### Labeled-object pointing entries
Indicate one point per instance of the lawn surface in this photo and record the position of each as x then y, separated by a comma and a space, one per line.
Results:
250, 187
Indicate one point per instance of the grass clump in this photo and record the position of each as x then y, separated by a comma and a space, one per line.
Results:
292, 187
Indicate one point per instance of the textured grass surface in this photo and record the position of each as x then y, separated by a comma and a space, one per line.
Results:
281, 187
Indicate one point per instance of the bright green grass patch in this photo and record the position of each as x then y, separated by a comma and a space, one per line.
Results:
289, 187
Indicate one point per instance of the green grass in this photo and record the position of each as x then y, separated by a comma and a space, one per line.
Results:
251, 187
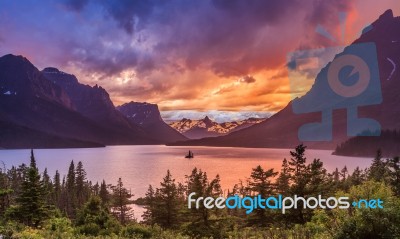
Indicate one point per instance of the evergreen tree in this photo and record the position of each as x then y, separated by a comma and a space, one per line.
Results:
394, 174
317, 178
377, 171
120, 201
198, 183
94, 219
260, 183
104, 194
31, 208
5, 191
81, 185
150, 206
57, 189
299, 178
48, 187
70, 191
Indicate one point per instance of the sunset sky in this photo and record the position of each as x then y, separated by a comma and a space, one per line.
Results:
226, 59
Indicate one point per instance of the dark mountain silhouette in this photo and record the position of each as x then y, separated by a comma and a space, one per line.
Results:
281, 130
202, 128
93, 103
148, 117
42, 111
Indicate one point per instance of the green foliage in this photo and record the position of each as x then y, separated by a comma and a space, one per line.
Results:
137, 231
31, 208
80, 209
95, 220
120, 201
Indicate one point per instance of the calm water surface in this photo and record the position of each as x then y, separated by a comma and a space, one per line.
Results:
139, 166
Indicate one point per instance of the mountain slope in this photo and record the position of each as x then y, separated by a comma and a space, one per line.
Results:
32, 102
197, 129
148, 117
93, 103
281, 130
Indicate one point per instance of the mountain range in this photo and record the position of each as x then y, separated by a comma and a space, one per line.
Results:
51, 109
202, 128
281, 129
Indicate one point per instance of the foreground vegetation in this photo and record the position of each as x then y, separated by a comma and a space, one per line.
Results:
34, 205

--

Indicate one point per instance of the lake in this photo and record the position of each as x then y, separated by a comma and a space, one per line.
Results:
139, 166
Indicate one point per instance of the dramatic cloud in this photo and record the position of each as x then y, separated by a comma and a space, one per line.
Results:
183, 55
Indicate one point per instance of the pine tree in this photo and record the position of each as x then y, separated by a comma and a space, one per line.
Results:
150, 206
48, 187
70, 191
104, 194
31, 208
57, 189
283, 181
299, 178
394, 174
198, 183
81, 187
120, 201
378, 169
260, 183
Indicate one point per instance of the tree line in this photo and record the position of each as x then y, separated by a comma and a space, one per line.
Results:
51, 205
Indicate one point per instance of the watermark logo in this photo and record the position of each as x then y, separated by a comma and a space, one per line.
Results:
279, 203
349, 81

### What to produce
Pick out every line in the items above that contains the string "tree", treating uppercase and lowercase as different. Copy each of those lines in full.

### Finished exercise
Indicate one point per instance of the evergreen tree in this photo and record the position of each as x then y, separated by a comma and a space, one per line.
Indicate one point per instance of the pine tree in this photo and record the position of each as x then y, separated by a comma and a space, one per line.
Indicate one point per instance of the tree line in this photo and record the position of each as x then y, separated by a comma and a space, one per line.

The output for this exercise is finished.